Source records:
# # # #

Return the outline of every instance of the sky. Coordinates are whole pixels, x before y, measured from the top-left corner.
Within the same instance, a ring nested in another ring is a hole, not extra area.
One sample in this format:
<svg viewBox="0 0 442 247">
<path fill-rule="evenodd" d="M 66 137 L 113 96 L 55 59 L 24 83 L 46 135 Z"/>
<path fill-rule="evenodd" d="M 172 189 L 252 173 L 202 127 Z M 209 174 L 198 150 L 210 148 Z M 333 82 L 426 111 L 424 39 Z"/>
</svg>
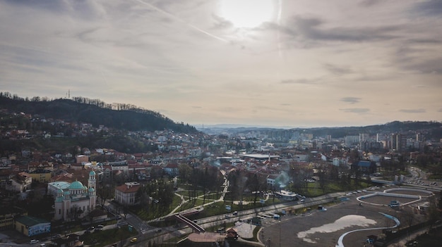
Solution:
<svg viewBox="0 0 442 247">
<path fill-rule="evenodd" d="M 441 0 L 0 0 L 0 34 L 22 98 L 196 127 L 442 121 Z"/>
</svg>

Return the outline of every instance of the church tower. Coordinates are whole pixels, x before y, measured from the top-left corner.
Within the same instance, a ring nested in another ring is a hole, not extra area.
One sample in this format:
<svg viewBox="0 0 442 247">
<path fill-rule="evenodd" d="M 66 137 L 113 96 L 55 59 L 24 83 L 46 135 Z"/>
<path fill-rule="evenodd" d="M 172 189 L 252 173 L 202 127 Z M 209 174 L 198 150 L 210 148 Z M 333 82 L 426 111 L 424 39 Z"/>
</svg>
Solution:
<svg viewBox="0 0 442 247">
<path fill-rule="evenodd" d="M 96 184 L 97 182 L 95 180 L 95 172 L 90 171 L 90 172 L 89 172 L 89 179 L 88 180 L 88 188 L 92 188 L 94 190 L 96 190 Z"/>
</svg>

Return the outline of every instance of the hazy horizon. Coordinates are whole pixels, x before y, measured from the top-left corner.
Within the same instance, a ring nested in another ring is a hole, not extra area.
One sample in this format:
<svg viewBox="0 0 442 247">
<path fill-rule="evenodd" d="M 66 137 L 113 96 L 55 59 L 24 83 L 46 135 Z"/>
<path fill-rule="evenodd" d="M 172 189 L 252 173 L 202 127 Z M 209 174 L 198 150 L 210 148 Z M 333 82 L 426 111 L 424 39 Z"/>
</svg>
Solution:
<svg viewBox="0 0 442 247">
<path fill-rule="evenodd" d="M 1 91 L 177 122 L 442 121 L 442 1 L 0 0 Z"/>
</svg>

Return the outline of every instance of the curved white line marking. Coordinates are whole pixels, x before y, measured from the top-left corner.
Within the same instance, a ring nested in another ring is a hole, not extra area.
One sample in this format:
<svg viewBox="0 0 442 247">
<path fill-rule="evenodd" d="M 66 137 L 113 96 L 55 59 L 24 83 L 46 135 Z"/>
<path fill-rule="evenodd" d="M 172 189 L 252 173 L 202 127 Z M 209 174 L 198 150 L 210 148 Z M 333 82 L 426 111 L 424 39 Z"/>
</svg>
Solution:
<svg viewBox="0 0 442 247">
<path fill-rule="evenodd" d="M 350 232 L 347 232 L 345 234 L 343 234 L 342 235 L 341 235 L 339 237 L 339 239 L 338 239 L 338 244 L 336 245 L 336 247 L 344 247 L 344 243 L 342 243 L 342 241 L 344 240 L 344 237 L 345 236 L 347 236 L 347 234 L 351 234 L 352 232 L 362 232 L 362 231 L 369 231 L 369 230 L 379 230 L 379 229 L 388 229 L 388 228 L 395 228 L 396 227 L 398 227 L 400 224 L 400 222 L 399 221 L 399 220 L 398 220 L 398 218 L 396 218 L 395 217 L 385 214 L 383 213 L 381 213 L 379 212 L 380 214 L 383 215 L 383 216 L 391 219 L 395 221 L 395 222 L 396 223 L 395 225 L 393 226 L 393 227 L 376 227 L 376 228 L 366 228 L 366 229 L 358 229 L 357 230 L 353 230 L 353 231 L 350 231 Z"/>
</svg>

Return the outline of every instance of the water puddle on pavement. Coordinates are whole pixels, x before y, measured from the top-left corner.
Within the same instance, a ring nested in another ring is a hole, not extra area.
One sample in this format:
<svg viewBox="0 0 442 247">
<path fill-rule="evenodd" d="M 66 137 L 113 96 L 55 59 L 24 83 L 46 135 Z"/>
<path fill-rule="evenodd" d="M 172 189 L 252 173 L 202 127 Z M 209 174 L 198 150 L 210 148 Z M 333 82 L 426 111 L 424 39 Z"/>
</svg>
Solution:
<svg viewBox="0 0 442 247">
<path fill-rule="evenodd" d="M 306 242 L 316 243 L 314 240 L 309 238 L 309 235 L 316 232 L 329 233 L 341 230 L 345 227 L 352 226 L 368 227 L 370 224 L 375 224 L 376 222 L 373 220 L 367 219 L 365 216 L 350 215 L 342 217 L 336 220 L 334 222 L 325 224 L 321 227 L 313 227 L 304 232 L 298 232 L 298 238 L 302 239 Z"/>
</svg>

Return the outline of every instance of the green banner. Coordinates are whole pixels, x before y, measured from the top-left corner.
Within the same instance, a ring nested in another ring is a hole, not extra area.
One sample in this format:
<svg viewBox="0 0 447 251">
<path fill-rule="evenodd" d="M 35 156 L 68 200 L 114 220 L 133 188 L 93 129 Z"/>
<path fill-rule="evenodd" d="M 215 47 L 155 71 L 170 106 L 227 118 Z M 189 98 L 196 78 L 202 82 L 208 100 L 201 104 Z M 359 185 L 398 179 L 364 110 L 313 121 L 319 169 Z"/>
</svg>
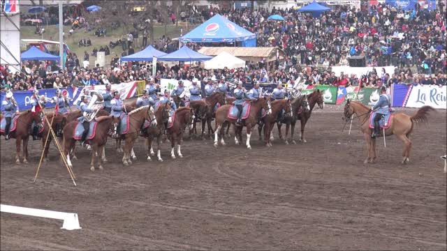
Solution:
<svg viewBox="0 0 447 251">
<path fill-rule="evenodd" d="M 332 104 L 335 105 L 335 101 L 337 101 L 337 86 L 331 86 L 327 85 L 316 85 L 314 86 L 314 88 L 312 89 L 306 89 L 308 86 L 303 88 L 301 91 L 302 94 L 309 94 L 314 91 L 318 89 L 323 91 L 323 100 L 325 104 Z"/>
</svg>

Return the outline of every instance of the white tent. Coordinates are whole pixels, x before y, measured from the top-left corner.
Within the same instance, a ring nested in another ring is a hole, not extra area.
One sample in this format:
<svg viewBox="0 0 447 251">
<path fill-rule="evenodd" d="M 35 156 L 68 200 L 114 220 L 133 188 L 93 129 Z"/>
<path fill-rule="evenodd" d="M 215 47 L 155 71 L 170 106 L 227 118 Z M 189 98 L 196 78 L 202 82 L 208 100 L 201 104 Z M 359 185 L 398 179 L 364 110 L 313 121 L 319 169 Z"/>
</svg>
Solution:
<svg viewBox="0 0 447 251">
<path fill-rule="evenodd" d="M 228 69 L 245 67 L 245 61 L 222 52 L 212 59 L 205 61 L 205 69 L 223 69 L 225 67 Z"/>
</svg>

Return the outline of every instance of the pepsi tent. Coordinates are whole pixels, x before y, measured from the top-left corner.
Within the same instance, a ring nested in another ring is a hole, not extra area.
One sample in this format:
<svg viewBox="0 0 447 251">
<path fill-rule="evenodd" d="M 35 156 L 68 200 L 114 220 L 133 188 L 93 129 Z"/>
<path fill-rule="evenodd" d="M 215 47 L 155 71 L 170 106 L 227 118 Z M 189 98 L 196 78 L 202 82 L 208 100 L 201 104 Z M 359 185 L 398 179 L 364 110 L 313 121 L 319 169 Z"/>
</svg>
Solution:
<svg viewBox="0 0 447 251">
<path fill-rule="evenodd" d="M 121 61 L 152 61 L 154 57 L 159 58 L 166 54 L 166 53 L 160 52 L 159 50 L 154 48 L 152 45 L 149 45 L 145 50 L 140 52 L 133 54 L 131 55 L 122 56 Z"/>
<path fill-rule="evenodd" d="M 308 5 L 301 7 L 297 10 L 297 11 L 300 12 L 309 12 L 312 13 L 312 15 L 314 17 L 318 17 L 320 14 L 325 11 L 328 11 L 332 10 L 332 8 L 329 7 L 325 7 L 318 3 L 317 3 L 315 0 L 313 2 L 309 3 Z"/>
<path fill-rule="evenodd" d="M 178 50 L 170 53 L 168 54 L 166 54 L 164 56 L 161 56 L 158 58 L 159 61 L 207 61 L 212 59 L 212 56 L 204 55 L 203 54 L 198 53 L 197 52 L 194 52 L 193 50 L 188 48 L 186 45 L 183 46 L 182 48 Z"/>
<path fill-rule="evenodd" d="M 182 43 L 242 42 L 243 47 L 256 47 L 256 35 L 219 14 L 180 38 Z"/>
<path fill-rule="evenodd" d="M 59 60 L 59 56 L 52 55 L 49 53 L 43 52 L 37 49 L 36 46 L 33 46 L 29 50 L 24 52 L 20 54 L 20 60 Z"/>
</svg>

# # # #

The exercise ::
Gather every line in the entries above that contains the string "white". The match is case-sensitive.

The completed task ::
Return the outline of every instance of the curved white line marking. Coordinates are whole pixels, x before y, measured from the top-left corner.
Return the outline of every instance of the white tent. Coordinates are whole pixels, x before y, measured from the top-left corner.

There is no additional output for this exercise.